El resultado negativo en el referéndum irlandés sobre el Tratado de Lisboa ha sumido a la Unión Europea en una nueva crisis política, cuando aún no había salido del todo del laberinto en el que se había perdido con motivo de los "no" de Francia y Holanda a la Constitución europea. 12 La mayor parte de los análisis hechos desde entonces se centran en buscar salidas pragmáticas, de modo que la Unión ampliada pueda aprobar las reformas propuestas y si es posible recupere el empuje del pasado. Este artículo aborda dichas soluciones, pero evita la simplificación excesiva a la hora de explicar la situación presente de la integración europea, ya que aspira a entrar en el fondo del problema. Además de analizar el proceso que va desde el Tratado de Niza a la Constitución europea y luego al Tratado de Lisboa, se centra en el dilema democrático que subyace actualmente en la integración, las difíciles preguntas sobre cómo respetar al mismo tiempo a la mayoría y a las minorías europeas y cómo hacer para que los ciudadanos europeos sean cada vez más protagonistas en la construcción de una unión política.

La Constitución que se elaboró entre 2002 y 2004 para la Europa ampliada era una manera de redistribuir el poder europeo antes de que entrasen diez nuevos países y de lanzar un debate sobre identidad europea, necesario para legitimar la continua transferencia de poderes hacia Bruselas. El texto pactado fue un híbrido: su contenido material y terminología eran en cierta medida los de una Constitución, pero su forma, elaboración, ratificación y reglas de reforma de sus artículos básicos fueron las propias de un Tratado. Esta reforma, por otra parte, no rompía con lo conseguido en medio siglo de integración y consistía sobre todo en una tarea de compilación. Se añadían novedades jurídicas y políticas importantes, pero el modelo "comunitario" permanecía. El texto definía una Unión de ciudadanos y Estados, otorgaba personalidad jurídica a la Unión, contenía por primera vez de modo expreso el principio de primacía del Derecho europeo, eliminaba la separación de políticas en "pilares", clarificaba el reparto de competencias UE-Estados (sin reducir los amplios poderes de la UE) y mejoraba la tipología y la jerarquía normativa comunitaria.

# Ítems extraídos:
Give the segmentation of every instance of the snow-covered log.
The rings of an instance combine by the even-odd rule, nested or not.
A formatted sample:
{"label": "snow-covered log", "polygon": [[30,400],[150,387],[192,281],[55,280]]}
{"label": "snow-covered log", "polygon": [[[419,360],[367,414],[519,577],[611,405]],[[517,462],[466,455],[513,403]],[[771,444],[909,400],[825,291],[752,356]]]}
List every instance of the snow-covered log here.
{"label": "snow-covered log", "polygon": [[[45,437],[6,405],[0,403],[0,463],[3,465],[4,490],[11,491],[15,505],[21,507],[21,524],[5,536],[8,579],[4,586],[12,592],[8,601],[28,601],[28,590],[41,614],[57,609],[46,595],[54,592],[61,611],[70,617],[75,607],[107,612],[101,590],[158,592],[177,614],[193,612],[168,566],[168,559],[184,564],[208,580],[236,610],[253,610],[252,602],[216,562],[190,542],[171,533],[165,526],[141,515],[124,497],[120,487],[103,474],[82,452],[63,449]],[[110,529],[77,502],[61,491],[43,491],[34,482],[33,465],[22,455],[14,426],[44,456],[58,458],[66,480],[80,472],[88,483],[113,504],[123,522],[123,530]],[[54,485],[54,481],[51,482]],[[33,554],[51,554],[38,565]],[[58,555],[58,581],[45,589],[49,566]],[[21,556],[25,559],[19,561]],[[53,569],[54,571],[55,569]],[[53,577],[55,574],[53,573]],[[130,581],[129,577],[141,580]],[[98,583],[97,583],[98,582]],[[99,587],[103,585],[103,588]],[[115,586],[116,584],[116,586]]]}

* * *

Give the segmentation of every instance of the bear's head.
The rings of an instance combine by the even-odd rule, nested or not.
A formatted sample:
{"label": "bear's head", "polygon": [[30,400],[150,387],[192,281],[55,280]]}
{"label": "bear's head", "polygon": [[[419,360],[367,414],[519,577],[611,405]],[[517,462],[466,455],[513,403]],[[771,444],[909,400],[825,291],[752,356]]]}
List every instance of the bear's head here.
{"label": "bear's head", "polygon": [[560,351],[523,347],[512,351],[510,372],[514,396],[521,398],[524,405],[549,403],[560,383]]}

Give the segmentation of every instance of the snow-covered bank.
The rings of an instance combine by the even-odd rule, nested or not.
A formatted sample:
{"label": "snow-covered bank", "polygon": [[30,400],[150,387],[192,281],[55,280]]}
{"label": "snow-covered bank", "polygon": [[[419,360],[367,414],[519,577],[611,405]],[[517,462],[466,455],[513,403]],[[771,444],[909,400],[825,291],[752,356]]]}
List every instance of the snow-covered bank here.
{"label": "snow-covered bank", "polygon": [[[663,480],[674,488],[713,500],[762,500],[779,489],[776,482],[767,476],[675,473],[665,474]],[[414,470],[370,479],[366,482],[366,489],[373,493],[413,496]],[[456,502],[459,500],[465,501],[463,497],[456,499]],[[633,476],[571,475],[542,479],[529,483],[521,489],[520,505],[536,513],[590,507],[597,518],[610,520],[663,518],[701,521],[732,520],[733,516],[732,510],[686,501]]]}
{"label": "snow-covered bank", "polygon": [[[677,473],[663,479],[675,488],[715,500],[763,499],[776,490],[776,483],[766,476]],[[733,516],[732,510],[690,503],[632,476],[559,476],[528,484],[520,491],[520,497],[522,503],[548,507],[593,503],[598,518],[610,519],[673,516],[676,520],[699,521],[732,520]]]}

# Objetivo de la tarea:
Prosigue el texto sobre la crisis de la Unión Europea tras el referéndum irlandés a partir de su última oración. Los ítems no desempeñan ningún papel aquí.

# Respuesta del ejercicio:
Asimismo, la Constitución incorporaba por primera vez con carácter vinculante una Carta de Derechos Fundamentales, aunque al final devaluada en sus posibilidades de aplicación por exigencias británicas. A cambio, reforzaba al Tribunal de Justicia, que obtenía jurisdicción sobre el espacio de libertad, seguridad y justicia. El punto más polémico de la negociación, el peso de los Estados en el Consejo, se saldó con una fórmula mucho más complicada que la anterior, basada sobre todo en el principio de población, como si tanto el Consejo como el Parlamento fueran Cámaras bajas. Consagraba un mayor poder de decisión de Alemania y otorgaba claramente más voz a Francia, Reino Unido e Italia. Finalmente, se creaban dos órganos novedosos, que podían fortalecer la defensa del interés europeo, el Presidente del Consejo Europeo y el Ministro de Asuntos Exteriores.

En todo caso, la Unión prevista en la Constitución europea no era una Federación. En el texto no subyacía la aspiración a evolucionar hacia la forma de Estado europeo ni de crear o imaginar un único pueblo. Al contrario, la Constitución reforzaba el respeto a las identidades nacionales y a los Estados miembros. La nueva Unión no disponía de instituciones centrales fuertes, con policía propia y fuerzas armadas, ni de presupuesto suficiente y capacidad impositiva y, sobre todo, le seguía faltando dosis de legitimidad social y lealtad de sus ciudadanos, agrupados de forma preferente en naciones o demoi. Page 25

La probabilidad de que la Constitución no entrase en vigor era alta, porque sus reglas de ratificación eran muy exigentes: se necesitaba la aprobación de todos los parlamentos nacionales, de no pocos tribunales constitucionales y en al menos ocho países referendums con resultado afirmativo, en un clima de escepticismo y desinterés por la política europea creciente.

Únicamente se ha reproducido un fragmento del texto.